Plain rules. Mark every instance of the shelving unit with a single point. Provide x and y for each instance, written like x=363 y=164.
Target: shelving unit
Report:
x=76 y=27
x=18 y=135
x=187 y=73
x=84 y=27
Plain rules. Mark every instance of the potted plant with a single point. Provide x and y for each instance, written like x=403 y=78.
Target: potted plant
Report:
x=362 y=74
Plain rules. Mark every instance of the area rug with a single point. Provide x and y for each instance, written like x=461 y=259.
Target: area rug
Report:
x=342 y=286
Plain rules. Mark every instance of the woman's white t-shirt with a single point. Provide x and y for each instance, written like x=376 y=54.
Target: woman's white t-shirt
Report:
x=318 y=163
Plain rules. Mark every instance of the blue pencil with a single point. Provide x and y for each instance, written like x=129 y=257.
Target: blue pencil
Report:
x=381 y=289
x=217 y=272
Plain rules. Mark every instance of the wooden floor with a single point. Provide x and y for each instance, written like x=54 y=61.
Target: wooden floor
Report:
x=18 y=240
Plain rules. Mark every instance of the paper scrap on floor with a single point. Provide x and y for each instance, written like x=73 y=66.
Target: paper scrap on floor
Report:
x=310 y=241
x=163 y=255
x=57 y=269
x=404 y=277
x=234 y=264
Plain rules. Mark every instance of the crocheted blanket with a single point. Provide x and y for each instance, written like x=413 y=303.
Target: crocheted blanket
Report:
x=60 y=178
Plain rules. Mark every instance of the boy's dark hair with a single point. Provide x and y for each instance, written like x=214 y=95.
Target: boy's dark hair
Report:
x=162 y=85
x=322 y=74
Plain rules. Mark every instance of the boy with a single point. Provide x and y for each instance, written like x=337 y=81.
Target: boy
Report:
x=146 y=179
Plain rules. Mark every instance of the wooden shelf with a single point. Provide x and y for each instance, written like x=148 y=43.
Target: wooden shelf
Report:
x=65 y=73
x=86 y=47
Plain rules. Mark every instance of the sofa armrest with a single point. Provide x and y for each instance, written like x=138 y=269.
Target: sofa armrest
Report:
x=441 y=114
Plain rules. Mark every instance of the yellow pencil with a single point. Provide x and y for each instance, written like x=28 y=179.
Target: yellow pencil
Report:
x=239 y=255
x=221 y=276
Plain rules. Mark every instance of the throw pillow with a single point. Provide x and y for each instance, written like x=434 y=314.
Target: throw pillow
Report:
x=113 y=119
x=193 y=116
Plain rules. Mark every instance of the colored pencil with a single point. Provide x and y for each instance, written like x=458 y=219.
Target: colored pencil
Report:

**Work instructions**
Quote all of the material above word for word, from its first line through its last.

**Full response**
Plain rules. Mark every instance of the shelving unit with a single point. Provide x and y for each instance, written like x=363 y=164.
Target: shelving unit
Report:
x=76 y=27
x=18 y=135
x=187 y=73
x=84 y=27
Plain rules. Mark every instance of the potted plant with a single point. Provide x and y for each instance, written like x=403 y=78.
Target: potted plant
Report:
x=362 y=74
Plain rules. Mark every instance of the area rug with a single point. Provide x and y for each instance, written like x=461 y=259.
Target: area rug
Report:
x=342 y=286
Plain rules. Mark every instance of the woman's white t-shirt with a single point. Provide x and y for each instance, written like x=376 y=54.
Target: woman's white t-shirt
Report:
x=318 y=163
Plain rules. Mark every instance of the blue pencil with a single point. Provide x and y for each instance, written like x=129 y=257.
Target: blue pencil
Report:
x=381 y=289
x=217 y=272
Plain rules. Mark every instance of the wooden floor with a single point. Provide x and y for each instance, written like x=54 y=61.
Target: wooden floor
Report:
x=18 y=240
Plain rules. Mark every instance of the paper scrap on floor with a single point. Provide x and y for each instance, written like x=73 y=66.
Target: paper scrap on floor
Report:
x=310 y=241
x=163 y=255
x=57 y=269
x=404 y=277
x=234 y=264
Plain rules. Mark every instance of the crocheted blanket with a single point. Provide x and y for each instance, written like x=413 y=303.
Target: crocheted blanket
Report:
x=60 y=178
Plain rules. Mark every instance of the boy's dark hair with a single point. Provide x and y for each instance, written like x=214 y=95.
Target: boy's dark hair
Report:
x=162 y=85
x=322 y=74
Plain rules. Mark every instance of the boy with a single point. Provide x and y for each instance, written like x=337 y=81.
Target: boy
Report:
x=146 y=179
Plain rules. Mark every instance of the wooden shelf with a single point. Provide x and y for each instance, written like x=148 y=43.
Target: wooden shelf
Report:
x=65 y=73
x=86 y=47
Plain rules. Mark every instance of the sofa armrest with a single point. Provide x and y for each instance, written like x=138 y=269.
Target: sofa armrest
Report:
x=441 y=114
Plain rules. Mark every instance of the yellow pencil with a single point. Provide x and y for each instance, written like x=28 y=179.
Target: yellow pencil
Report:
x=239 y=255
x=221 y=276
Plain rules. Mark every instance of the throw pillow with a single point. Provide x and y for each instance, written like x=434 y=314.
Target: throw pillow
Report:
x=113 y=119
x=193 y=116
Plain rules. Mark every instance of the colored pencil with a single point. Provide x and y for each instance, written like x=458 y=219.
Target: colored pencil
Report:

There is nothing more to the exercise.